--- What the task requires ---
Only the lines below between the ones containing "written like (39,11)." and "written like (33,28).", inclusive, are to be reproduced, each exactly as it stands.

--- Records supplied ---

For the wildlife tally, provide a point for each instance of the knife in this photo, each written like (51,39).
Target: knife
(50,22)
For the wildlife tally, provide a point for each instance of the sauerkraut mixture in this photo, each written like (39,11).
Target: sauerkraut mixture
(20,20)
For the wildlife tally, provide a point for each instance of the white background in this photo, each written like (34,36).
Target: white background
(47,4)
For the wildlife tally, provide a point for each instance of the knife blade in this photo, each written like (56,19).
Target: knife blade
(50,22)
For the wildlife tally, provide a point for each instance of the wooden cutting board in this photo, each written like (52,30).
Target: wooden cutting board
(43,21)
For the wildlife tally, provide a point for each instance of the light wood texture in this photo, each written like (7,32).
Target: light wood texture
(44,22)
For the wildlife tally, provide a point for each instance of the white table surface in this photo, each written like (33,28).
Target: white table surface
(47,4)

--

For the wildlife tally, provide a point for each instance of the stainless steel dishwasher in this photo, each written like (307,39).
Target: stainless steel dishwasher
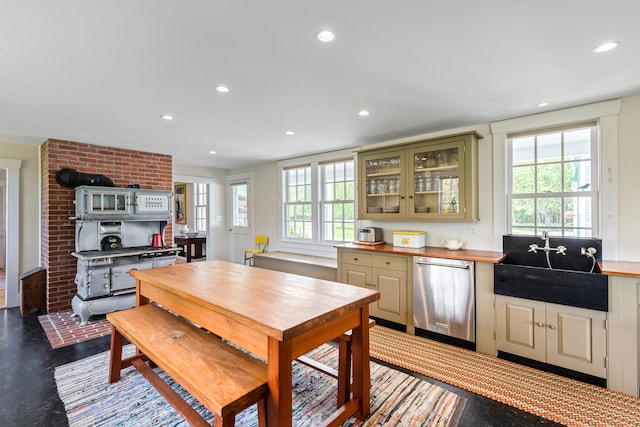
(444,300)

--- Task output ---
For the wildlife tally, provide a point for each instance of the sauerkraut mixture in this photo, each written like (39,11).
Target: sauerkraut mixture
(20,20)
For the wildlife tally, provide a point for each instance of the white background in this photo, each written like (34,36).
Target: white background
(47,4)
For the wildlife tally, provide a point for each instance of the knife blade in this photo, each written like (56,19).
Target: knife blade
(50,22)
For the wildlife tally, provide a point for each instance of the wooden cutting board in this photo, each written like (52,30).
Target: wooden cutting board
(43,21)
For the wildlife tally, provide a point for each instance of the light wood texture in this photo, each written like (7,32).
Target: light wood texture
(44,22)
For the wildlife tally, provide a point for each instance of the white table surface in this photo, each written like (33,28).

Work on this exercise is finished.